+++ TASK DATA

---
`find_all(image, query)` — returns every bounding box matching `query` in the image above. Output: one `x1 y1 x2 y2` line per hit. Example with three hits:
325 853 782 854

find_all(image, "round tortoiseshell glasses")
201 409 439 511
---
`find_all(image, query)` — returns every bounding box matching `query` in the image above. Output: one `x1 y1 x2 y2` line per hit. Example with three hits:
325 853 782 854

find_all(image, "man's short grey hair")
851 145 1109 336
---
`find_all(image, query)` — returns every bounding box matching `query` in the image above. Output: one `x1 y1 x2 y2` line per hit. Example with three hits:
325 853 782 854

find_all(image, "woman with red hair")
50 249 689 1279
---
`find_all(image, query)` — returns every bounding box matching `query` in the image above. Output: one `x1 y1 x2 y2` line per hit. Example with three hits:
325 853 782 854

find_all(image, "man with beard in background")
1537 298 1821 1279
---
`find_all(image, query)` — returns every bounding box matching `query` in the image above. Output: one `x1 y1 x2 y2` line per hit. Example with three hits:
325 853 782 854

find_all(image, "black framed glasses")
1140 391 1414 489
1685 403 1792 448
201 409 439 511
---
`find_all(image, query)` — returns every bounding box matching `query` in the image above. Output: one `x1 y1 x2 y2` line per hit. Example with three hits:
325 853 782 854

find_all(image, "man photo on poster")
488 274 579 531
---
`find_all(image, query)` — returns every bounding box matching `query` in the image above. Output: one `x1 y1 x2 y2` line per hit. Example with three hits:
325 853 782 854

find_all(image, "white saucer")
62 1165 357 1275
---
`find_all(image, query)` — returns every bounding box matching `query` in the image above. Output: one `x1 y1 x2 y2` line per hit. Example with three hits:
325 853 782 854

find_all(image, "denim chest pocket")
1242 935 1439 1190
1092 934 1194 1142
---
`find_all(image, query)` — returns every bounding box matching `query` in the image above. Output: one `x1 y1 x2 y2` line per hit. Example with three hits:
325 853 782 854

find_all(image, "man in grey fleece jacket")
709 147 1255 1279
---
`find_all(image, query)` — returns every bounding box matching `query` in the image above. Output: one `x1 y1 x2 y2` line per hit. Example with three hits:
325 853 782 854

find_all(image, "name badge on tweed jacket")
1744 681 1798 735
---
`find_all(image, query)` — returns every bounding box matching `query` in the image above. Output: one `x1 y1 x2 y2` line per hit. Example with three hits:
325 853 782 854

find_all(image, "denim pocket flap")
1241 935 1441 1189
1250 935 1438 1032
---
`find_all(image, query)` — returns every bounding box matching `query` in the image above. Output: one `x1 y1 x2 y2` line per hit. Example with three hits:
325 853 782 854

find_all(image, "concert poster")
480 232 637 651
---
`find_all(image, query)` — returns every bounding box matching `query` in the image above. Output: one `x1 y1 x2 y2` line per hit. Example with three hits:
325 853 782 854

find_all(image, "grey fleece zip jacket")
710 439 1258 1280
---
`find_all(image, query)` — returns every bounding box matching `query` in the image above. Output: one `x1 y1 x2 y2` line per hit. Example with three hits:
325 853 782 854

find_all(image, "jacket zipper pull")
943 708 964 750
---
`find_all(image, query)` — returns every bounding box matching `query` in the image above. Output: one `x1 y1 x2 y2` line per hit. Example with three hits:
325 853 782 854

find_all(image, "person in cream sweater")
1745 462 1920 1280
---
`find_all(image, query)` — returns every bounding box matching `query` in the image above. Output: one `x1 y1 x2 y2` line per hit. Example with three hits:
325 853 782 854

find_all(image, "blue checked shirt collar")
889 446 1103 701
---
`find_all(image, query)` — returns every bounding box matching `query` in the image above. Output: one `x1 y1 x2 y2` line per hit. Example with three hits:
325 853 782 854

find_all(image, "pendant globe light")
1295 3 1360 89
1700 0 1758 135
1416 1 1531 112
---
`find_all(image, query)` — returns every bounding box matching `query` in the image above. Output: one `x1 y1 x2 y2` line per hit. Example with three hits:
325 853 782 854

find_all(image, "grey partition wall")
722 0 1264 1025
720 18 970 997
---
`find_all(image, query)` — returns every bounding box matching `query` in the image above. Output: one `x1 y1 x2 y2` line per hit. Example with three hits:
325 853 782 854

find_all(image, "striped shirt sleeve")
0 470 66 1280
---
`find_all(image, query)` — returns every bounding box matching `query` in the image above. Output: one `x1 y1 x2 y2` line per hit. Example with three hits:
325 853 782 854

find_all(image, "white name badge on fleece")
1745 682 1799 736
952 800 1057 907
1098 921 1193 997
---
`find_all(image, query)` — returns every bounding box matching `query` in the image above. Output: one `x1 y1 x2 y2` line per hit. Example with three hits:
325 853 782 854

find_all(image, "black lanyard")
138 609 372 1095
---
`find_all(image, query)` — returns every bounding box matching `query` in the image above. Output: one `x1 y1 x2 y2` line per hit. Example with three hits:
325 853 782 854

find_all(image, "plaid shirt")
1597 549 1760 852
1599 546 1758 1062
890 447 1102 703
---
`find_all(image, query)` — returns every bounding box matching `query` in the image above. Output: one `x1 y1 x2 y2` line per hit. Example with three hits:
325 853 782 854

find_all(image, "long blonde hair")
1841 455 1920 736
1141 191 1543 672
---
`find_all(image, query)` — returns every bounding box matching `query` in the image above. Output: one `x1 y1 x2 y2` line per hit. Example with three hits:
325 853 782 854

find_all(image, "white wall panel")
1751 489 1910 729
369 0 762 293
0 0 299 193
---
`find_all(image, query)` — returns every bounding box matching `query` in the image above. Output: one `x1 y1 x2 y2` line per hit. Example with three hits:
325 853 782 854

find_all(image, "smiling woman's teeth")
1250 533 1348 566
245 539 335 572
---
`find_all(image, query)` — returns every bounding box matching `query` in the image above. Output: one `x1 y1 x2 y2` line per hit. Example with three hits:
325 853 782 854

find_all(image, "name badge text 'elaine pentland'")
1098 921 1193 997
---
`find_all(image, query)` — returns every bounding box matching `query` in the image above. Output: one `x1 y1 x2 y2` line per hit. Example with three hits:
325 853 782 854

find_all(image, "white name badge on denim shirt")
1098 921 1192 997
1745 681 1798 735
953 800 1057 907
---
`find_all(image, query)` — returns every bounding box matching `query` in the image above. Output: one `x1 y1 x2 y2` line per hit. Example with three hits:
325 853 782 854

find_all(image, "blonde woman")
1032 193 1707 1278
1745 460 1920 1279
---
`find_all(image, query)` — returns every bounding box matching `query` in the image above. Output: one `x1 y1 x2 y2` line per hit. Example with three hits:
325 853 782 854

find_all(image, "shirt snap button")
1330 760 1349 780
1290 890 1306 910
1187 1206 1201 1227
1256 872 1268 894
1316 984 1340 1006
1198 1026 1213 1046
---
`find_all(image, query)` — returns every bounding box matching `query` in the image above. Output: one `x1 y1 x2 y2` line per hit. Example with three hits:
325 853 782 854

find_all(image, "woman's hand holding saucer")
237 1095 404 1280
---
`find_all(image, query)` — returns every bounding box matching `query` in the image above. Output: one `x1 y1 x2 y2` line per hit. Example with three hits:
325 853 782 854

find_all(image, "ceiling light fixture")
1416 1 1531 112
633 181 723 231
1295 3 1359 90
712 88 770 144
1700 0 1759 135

++++++

**WORK INSTRUCTIONS:**
Take the entries above and set them all down again exactly as they read.

**TASK ANSWER:**
---
`find_all(image, query)` — returns every bounding box matching `query` in the image above. Output: one `x1 y1 x2 y2` line per hit. Example with three hits:
325 853 782 854

find_all(image, "round tortoiseshell glasses")
201 409 439 511
---
`find_all(image, query)` — returns every bounding box matching `query` in the image above. Output: one `x1 y1 x2 y2` line per hit. Example with three hits:
325 853 782 854

find_all(image, "man's short grey hair")
851 145 1109 336
---
`find_all(image, query)` — returns every bounding box matching `query` in the image above. Output: one `x1 y1 x2 y2` line per hit. Example with three hits:
325 853 782 854

find_all(image, "woman with red hair")
50 249 689 1279
---
`find_all(image, query)` — returns every bounding box matching `query` in the image above. Output: one `x1 y1 x2 y2` line per hit. Example with three hits:
325 853 782 854

find_all(image, "man with beard in background")
1537 298 1821 1279
---
`find_all(image, query)` — returns every bounding box matching `query` in the image above. Output: one `x1 y1 x2 y2` line per hit. Example with three hits:
325 853 782 854

find_all(image, "black framed glasses")
1140 391 1414 489
1685 403 1792 448
201 409 439 511
---
`find_all(image, query)` — returns every bounding box matching `query` in the image above. Output: one `x1 y1 x2 y2` line per hit. Example with three hits:
325 853 782 854

find_all(image, "man photo on poster")
488 274 579 531
---
`find_all(image, query)` — returns every bounding box matching `query` in the image above. Output: one `x1 y1 x2 y2` line per hit. Example with three hits:
325 853 782 854

find_all(image, "white saucer")
62 1165 357 1275
---
`find_all(image, query)` — returns every bounding box matching `query` in the image above. Output: one `x1 y1 x2 y2` line per hit. Example with three hits:
325 853 782 854

find_all(image, "denim chest pocket")
1242 935 1439 1190
1092 934 1194 1142
---
`find_all(image, query)` — returns every bounding box matching `query` in the image above. Output: one `x1 y1 x2 y2` line per hit. Example with three hits:
325 853 782 854

find_all(image, "man in grey fleece jacket")
709 147 1255 1279
---
`find_all(image, query)` — returns every bounding box matching `query` in the image above. Output: one `x1 y1 x2 y2` line per hit. Example with three hits:
325 853 782 854

find_all(image, "name badge on tweed jacket")
1744 681 1798 735
---
`find_all(image, query)` — returns every bounding box matching `query` in the image above. Output: one `x1 y1 x2 y2` line per hit. Example with three hits:
325 853 782 854

find_all(image, "denim pocket flap")
1241 935 1441 1189
1250 935 1438 1032
---
`find_all(image, query)` — returns every bounding box matching `query` in the image above. Output: one `x1 y1 x2 y2` line per hit. Example with three hits:
325 853 782 854

find_all(image, "concert poster")
480 232 637 651
---
`find_all(image, query)` — returns every bounding box matching `query` in the image above. Output: one `x1 y1 x2 y2` line per hit. Example with three hits:
325 853 782 854

find_all(image, "grey fleece zip jacket")
710 439 1258 1280
---
`find_all(image, query)` — returns every bounding box matching `query` in the image above. Output: one `x1 y1 x2 y2` line per hit. Example with three hits:
325 853 782 854

find_all(image, "jacket zipper pull")
943 708 964 750
---
`find_all(image, query)` — returns every bounding box matching `query` in the image above. Output: one `x1 y1 x2 y2` line per hit. Example with three hits:
325 853 782 854

find_all(image, "person in cream sweater")
1745 462 1920 1280
---
`find_all(image, query)` — returns every bounding box matching `query` in the image above. Output: one `x1 y1 x2 y2` line per hit. Example with three hits:
325 853 782 854

find_all(image, "blue checked shirt collar")
889 446 1103 701
---
`find_all(image, query)` — returns every bounding box matching `query` in the image above. Output: one `x1 y1 x2 y2` line per hit. Example with three hits:
325 853 782 854

find_all(image, "pendant globe light")
1295 3 1360 89
1700 0 1758 135
1416 1 1531 112
---
`find_all(image, query)` — returns every bounding box matching `query` in the image above. Output: one `x1 y1 x2 y2` line per hit. Example with three hits:
325 853 782 854

find_all(image, "grey partition wall")
722 0 1264 1025
720 18 970 997
---
`find_all(image, query)` — returns every bounding box matching `query` in the image above. Output: one `x1 y1 x2 y2` line per hit. Example with three hits:
325 853 782 854

find_all(image, "striped shirt sleeve")
0 470 66 1280
---
`find_all(image, query)` — returns every bounding box matching `query` in the image above. Output: one `x1 y1 x2 y2` line per hit. Example with three hits:
325 853 782 854

find_all(image, "white name badge on fleece")
1745 682 1799 736
952 800 1057 907
1098 921 1193 997
---
`find_all(image, query)` — returns every bounding box matching `query` in the image above. Output: one `x1 y1 x2 y2` line per hit. Example with three hits:
325 853 782 854

find_all(image, "black lanyard")
138 609 372 1095
---
`find_all(image, query)` — returns every bounding box matching `query` in the image above. Output: one `x1 y1 x2 y2` line per hit. Example with three hits:
325 853 782 854

find_all(image, "plaid shirt")
1597 549 1760 852
1599 546 1758 1062
890 447 1102 703
---
`find_all(image, query)` — returns every bounding box matching `query` in the image above. Output: one `x1 y1 x2 y2` line per hit. Example with three hits:
325 853 782 854

find_all(image, "long blonde hair")
1841 455 1920 736
1141 191 1543 672
---
`find_all(image, query)` — returns every bounding box matching `query` in the image above. Output: one `x1 y1 x2 y2` line per hit. Example with three hits:
325 853 782 854

find_all(image, "white wall panel")
1751 489 1910 729
369 0 762 293
0 0 299 193
---
`find_all(image, query)` — returns every bounding box matching `query` in the image above. Output: one `x1 y1 x2 y2` line per hit. Example with three hits:
325 853 782 854

find_all(image, "smiling woman's teeth")
1250 533 1348 566
245 539 335 572
---
`find_all(image, query)` — returns every bounding box matching `query` in the image above. Output: one `x1 y1 x2 y2` line per hit. Example with three hits:
325 853 782 854

find_all(image, "name badge text 'elaine pentland'")
1098 921 1193 997
---
`find_all(image, query)` — returns every bounding box matching `query` in the image above. Output: one `x1 y1 x2 y2` line per hit. Example with three hits:
325 853 782 854

find_all(image, "white name badge on denim shirt")
1098 921 1192 997
1745 681 1798 735
953 800 1057 907
---
`find_all(image, query)` — returns every bounding box matching `query` in the image above. Output: one `x1 y1 x2 y2` line per hit. Example with three hits:
325 853 782 854

find_all(image, "blonde woman")
1032 193 1707 1278
1745 460 1920 1279
---
`find_all(image, query)` — returns every bounding box matching `query` in the image above. Output: one `x1 y1 x2 y2` line per hit. Example with three hits:
325 853 782 854

find_all(image, "shirt snap button")
1330 760 1349 780
1290 890 1306 910
1187 1206 1201 1227
1256 872 1268 894
1316 984 1340 1006
1198 1026 1213 1046
---
`find_all(image, query)` — returns every bounding box matching `query` in the image above. Output: one `x1 y1 x2 y2` line per hit. Example with three hits:
325 853 782 854

find_all(image, "woman's hand holding saucer")
237 1095 404 1280
---
`find_all(image, query)` — returns every bounding box matching `query` in the image above. Output: one `x1 y1 x2 y2` line per hit. Example with three hits:
325 853 782 854

find_all(image, "ceiling light fixture")
1416 1 1531 112
633 181 723 231
1295 3 1359 90
712 88 770 144
1700 0 1759 135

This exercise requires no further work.